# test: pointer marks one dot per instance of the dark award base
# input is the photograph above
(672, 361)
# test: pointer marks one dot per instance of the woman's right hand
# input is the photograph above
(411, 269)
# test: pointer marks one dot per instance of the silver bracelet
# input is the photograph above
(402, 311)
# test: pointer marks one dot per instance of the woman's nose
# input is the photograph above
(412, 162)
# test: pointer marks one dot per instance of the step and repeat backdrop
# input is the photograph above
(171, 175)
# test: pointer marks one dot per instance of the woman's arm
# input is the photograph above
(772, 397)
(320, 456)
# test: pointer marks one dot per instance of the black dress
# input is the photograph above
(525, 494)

==

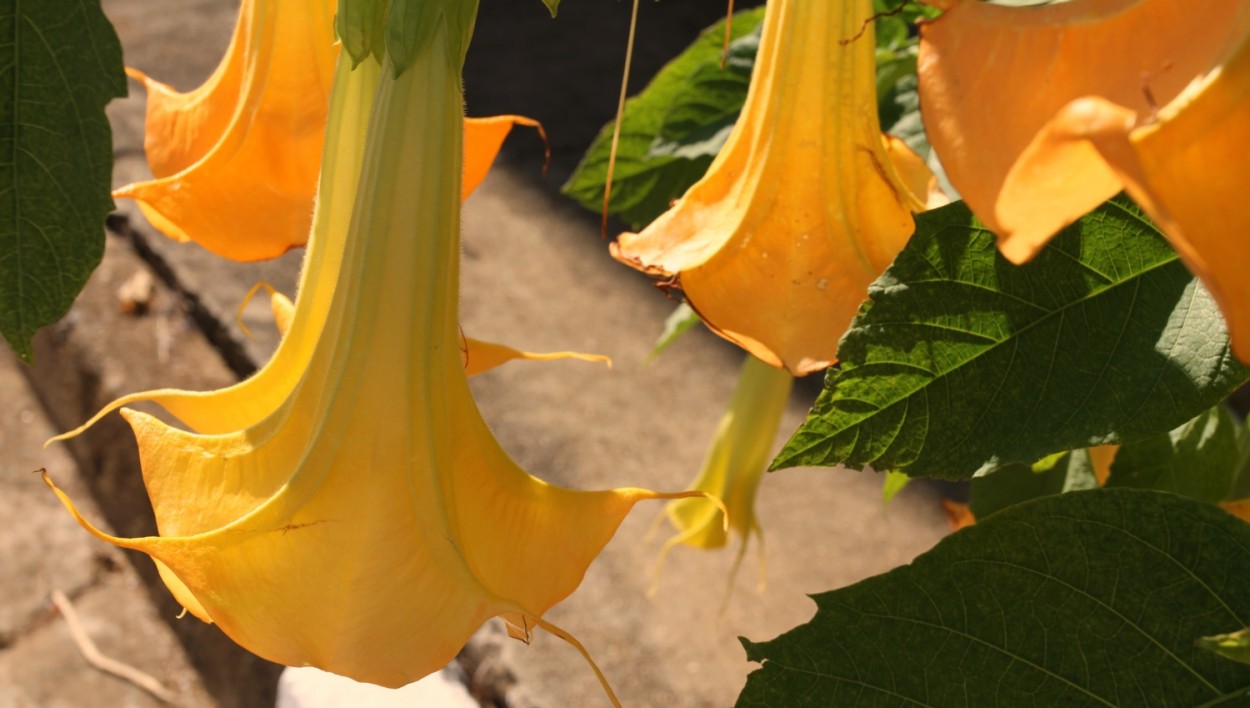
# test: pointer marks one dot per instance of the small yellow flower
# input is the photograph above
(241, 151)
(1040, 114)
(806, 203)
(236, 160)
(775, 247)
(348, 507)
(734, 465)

---

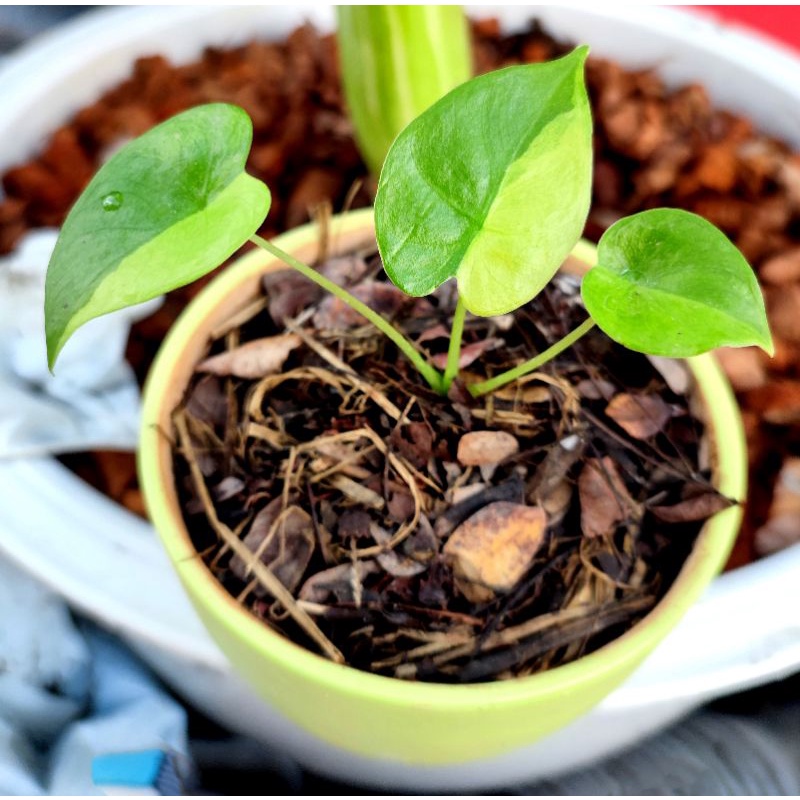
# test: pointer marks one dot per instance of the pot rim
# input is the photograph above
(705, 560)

• DO THIS: Please pull out each line above that contains the word "woman" and copy it in full.

• EXERCISE RESPONSE:
# test: pointer marks one dot per instance of the woman's right hand
# test: pointer marks one dot per instance of the woman's nose
# test: pointer marks one dot per instance of the woman's arm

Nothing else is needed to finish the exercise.